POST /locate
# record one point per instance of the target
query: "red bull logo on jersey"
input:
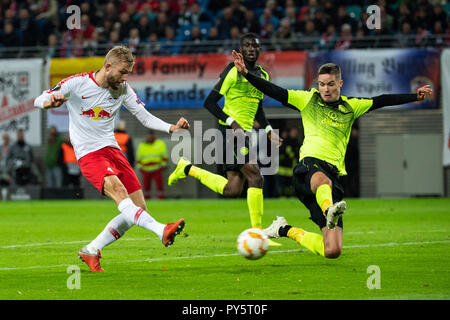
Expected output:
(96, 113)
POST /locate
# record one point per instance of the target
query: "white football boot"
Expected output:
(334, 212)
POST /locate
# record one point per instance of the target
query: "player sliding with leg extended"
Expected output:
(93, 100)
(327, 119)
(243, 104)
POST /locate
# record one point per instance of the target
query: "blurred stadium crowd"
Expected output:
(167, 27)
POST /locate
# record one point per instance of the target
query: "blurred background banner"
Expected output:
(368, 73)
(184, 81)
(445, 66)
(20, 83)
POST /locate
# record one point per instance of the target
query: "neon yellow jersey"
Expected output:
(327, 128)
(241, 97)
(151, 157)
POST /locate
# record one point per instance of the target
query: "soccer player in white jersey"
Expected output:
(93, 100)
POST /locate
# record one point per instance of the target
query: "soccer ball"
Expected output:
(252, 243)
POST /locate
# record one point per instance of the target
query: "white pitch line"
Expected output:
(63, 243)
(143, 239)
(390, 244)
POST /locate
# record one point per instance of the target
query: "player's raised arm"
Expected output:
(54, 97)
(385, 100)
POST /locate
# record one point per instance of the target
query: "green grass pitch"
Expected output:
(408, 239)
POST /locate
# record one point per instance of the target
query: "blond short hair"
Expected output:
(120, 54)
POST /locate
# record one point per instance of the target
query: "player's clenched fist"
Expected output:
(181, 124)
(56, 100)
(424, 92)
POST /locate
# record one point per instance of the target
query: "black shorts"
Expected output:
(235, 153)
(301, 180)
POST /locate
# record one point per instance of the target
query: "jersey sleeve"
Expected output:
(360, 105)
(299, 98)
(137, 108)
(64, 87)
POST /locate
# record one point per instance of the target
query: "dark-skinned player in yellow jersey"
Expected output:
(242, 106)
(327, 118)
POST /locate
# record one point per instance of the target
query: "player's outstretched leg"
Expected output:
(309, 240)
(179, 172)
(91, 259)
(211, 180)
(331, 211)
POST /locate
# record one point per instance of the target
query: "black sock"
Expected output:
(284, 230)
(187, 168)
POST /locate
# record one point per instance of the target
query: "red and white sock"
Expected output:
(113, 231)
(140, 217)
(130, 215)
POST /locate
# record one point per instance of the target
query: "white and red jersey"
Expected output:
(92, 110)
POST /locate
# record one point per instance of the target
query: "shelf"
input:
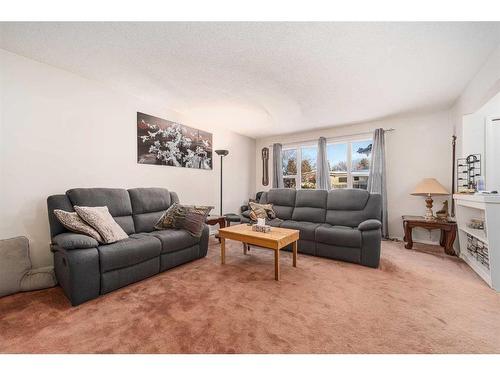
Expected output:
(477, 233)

____

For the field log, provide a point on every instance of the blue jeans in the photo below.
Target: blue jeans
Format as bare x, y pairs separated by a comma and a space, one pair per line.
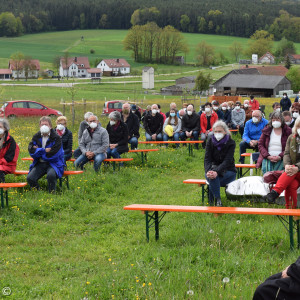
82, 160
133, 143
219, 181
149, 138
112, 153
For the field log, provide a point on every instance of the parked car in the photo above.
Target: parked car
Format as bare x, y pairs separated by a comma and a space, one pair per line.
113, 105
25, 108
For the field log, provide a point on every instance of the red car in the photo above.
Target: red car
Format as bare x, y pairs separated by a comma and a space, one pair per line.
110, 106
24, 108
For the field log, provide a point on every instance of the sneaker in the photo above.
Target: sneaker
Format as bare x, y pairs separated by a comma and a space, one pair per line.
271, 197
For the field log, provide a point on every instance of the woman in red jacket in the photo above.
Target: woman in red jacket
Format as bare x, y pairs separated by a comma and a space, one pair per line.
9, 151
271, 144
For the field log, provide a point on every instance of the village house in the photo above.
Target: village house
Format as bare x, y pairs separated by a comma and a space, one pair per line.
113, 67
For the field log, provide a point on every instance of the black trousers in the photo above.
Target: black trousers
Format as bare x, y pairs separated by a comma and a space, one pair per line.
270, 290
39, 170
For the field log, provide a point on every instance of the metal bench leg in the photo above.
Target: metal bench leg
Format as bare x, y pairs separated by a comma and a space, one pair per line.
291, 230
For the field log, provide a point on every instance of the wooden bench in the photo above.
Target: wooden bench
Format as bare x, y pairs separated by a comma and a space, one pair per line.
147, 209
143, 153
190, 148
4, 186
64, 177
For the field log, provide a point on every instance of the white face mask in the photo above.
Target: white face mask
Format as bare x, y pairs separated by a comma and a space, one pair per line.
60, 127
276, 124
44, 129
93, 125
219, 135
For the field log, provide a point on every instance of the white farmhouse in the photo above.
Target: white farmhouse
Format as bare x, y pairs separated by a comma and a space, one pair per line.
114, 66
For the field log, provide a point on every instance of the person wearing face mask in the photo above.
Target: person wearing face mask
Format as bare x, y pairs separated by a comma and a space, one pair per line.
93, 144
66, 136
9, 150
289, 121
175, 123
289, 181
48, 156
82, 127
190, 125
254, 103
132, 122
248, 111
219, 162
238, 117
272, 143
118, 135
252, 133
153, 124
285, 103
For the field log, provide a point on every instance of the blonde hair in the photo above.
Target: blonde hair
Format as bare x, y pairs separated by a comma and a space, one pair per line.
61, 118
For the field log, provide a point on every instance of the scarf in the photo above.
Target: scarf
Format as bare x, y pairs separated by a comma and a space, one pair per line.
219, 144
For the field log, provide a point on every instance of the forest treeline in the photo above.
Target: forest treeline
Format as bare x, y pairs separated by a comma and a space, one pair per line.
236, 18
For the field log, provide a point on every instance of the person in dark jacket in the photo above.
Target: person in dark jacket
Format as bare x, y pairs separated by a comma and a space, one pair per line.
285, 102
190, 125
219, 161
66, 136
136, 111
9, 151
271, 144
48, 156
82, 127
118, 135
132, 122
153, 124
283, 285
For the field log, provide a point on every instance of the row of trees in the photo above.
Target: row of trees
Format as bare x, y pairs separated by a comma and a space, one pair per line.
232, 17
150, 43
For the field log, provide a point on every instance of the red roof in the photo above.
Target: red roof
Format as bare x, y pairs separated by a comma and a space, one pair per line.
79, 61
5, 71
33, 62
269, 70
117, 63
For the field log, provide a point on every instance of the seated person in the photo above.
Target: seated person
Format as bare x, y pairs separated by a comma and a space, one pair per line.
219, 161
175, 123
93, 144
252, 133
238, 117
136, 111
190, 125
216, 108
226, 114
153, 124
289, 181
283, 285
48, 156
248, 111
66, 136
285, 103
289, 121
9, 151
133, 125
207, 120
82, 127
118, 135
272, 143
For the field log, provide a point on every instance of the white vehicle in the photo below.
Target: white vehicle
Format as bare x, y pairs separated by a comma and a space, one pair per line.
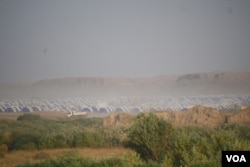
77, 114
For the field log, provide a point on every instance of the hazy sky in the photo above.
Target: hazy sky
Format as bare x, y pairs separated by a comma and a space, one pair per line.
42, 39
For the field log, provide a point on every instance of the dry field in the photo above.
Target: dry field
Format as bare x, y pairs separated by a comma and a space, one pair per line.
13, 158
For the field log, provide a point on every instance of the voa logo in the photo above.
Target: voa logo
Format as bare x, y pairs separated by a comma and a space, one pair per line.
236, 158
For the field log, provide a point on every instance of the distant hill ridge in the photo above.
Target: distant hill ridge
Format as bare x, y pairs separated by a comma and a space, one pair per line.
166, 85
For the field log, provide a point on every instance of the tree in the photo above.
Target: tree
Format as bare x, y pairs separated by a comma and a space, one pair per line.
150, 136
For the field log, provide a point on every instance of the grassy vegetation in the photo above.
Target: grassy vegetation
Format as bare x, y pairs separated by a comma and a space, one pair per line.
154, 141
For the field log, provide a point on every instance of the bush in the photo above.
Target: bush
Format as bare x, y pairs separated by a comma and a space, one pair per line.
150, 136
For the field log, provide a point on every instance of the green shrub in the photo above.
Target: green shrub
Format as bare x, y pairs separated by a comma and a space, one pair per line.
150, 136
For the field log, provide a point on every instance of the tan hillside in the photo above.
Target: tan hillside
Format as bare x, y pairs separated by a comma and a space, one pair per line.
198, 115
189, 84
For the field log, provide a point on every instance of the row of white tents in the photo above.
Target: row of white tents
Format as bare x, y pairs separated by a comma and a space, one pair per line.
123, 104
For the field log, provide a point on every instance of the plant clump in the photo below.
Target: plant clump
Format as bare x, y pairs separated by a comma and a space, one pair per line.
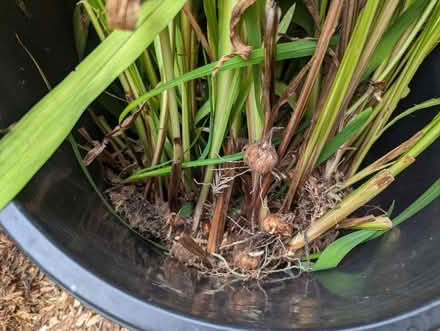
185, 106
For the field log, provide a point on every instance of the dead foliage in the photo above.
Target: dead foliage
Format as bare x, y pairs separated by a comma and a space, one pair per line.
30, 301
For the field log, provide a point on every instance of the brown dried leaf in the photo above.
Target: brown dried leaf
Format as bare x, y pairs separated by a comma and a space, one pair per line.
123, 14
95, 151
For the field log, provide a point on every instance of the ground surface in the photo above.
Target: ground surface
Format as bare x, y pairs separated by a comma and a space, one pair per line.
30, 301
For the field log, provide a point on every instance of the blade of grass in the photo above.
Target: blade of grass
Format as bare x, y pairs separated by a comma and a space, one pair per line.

____

### Task objective
Lines in the listing above that contain the word "vegetation" must be copied; leave out the rest.

### Expected answer
For the field log, provide a point on every instance of the grassy vegetation in the photo above.
Target: grassy vegetation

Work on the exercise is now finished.